* _REQUIREMENT_: Report each line of the entries that includes "cloud" by copying it.

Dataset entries
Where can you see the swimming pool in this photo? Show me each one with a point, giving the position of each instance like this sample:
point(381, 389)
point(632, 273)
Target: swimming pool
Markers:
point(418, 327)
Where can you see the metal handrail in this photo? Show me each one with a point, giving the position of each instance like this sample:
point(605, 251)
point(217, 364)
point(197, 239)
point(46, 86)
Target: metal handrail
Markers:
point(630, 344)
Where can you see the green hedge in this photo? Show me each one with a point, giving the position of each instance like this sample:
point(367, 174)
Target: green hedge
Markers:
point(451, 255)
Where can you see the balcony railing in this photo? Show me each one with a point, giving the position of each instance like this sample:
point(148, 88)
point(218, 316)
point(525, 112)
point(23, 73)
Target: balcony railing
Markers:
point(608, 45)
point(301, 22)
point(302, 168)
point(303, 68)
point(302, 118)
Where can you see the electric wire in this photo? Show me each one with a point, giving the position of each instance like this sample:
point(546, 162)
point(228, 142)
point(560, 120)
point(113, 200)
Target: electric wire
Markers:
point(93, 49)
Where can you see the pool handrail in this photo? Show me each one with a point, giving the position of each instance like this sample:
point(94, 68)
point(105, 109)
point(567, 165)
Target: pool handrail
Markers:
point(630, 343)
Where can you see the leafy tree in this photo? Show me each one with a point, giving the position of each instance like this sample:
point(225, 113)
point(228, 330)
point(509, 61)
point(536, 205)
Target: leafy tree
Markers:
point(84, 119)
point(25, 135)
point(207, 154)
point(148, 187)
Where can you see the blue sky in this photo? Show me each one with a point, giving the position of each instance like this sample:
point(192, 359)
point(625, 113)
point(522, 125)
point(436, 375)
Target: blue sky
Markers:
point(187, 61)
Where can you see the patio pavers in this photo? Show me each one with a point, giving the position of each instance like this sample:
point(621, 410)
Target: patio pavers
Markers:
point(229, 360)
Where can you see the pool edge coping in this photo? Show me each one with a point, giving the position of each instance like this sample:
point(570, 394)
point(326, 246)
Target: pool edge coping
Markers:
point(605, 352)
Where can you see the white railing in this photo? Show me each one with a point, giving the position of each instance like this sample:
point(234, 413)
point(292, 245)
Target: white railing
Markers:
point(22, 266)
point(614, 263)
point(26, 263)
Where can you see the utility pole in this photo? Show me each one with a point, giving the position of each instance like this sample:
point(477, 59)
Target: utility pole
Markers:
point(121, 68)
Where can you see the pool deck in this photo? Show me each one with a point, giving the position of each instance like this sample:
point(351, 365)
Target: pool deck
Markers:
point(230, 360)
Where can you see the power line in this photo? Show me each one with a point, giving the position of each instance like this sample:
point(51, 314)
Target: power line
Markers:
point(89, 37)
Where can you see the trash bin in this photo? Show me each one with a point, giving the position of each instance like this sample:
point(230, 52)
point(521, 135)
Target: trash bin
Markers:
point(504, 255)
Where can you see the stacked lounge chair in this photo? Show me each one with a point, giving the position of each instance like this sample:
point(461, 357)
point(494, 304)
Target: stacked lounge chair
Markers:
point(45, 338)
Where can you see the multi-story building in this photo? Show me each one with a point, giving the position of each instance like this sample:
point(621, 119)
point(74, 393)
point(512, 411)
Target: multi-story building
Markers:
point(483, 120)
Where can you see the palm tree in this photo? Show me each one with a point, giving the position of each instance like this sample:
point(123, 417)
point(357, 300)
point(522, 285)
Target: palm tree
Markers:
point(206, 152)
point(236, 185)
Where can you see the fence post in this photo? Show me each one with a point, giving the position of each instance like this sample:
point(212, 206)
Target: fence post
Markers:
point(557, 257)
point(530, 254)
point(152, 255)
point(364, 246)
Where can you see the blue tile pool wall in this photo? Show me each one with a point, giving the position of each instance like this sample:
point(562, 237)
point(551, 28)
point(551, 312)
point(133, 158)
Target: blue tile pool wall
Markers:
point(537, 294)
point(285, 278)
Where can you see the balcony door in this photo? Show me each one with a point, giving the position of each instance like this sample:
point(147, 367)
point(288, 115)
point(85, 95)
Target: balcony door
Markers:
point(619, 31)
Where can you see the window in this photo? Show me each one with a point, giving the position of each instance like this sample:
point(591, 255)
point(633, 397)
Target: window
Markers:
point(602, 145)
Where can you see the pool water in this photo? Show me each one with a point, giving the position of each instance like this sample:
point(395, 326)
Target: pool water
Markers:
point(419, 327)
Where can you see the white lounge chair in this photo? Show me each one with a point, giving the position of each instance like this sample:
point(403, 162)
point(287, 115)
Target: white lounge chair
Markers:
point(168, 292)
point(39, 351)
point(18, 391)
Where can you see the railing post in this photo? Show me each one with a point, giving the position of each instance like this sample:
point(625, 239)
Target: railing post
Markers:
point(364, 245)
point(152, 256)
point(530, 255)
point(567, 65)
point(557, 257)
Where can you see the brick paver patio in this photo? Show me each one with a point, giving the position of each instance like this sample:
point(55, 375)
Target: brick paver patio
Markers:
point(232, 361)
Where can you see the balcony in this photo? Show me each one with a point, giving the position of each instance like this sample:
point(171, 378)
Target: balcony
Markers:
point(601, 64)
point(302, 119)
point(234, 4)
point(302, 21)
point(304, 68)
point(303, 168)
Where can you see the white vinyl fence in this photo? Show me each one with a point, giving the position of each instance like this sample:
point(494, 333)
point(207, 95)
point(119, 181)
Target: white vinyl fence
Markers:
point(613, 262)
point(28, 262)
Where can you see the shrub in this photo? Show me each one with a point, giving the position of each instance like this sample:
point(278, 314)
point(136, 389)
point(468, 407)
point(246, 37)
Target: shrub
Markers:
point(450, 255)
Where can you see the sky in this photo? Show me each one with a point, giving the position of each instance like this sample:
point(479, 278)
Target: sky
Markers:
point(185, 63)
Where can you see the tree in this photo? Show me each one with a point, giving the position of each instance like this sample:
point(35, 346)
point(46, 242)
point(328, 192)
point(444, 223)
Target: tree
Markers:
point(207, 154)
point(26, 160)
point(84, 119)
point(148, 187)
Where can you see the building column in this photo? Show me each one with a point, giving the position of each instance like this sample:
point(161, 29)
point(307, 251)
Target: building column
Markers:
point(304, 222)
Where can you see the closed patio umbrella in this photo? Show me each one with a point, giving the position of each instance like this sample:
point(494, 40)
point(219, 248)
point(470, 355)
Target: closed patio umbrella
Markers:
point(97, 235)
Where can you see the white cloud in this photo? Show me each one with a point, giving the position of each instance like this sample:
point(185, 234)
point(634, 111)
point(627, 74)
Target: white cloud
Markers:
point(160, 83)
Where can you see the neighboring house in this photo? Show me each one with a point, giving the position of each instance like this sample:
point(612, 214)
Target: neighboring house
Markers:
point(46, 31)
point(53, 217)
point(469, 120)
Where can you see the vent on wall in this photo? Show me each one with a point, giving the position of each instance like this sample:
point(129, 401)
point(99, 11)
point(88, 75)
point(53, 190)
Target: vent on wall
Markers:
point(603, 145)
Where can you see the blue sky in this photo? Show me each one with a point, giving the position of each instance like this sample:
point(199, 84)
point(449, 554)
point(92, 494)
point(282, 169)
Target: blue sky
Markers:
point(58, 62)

* _ANSWER BOX_:
Where can you see the white cloud in this photo? Show me each one with a point, giving the position of each instance like this sample:
Target: white cloud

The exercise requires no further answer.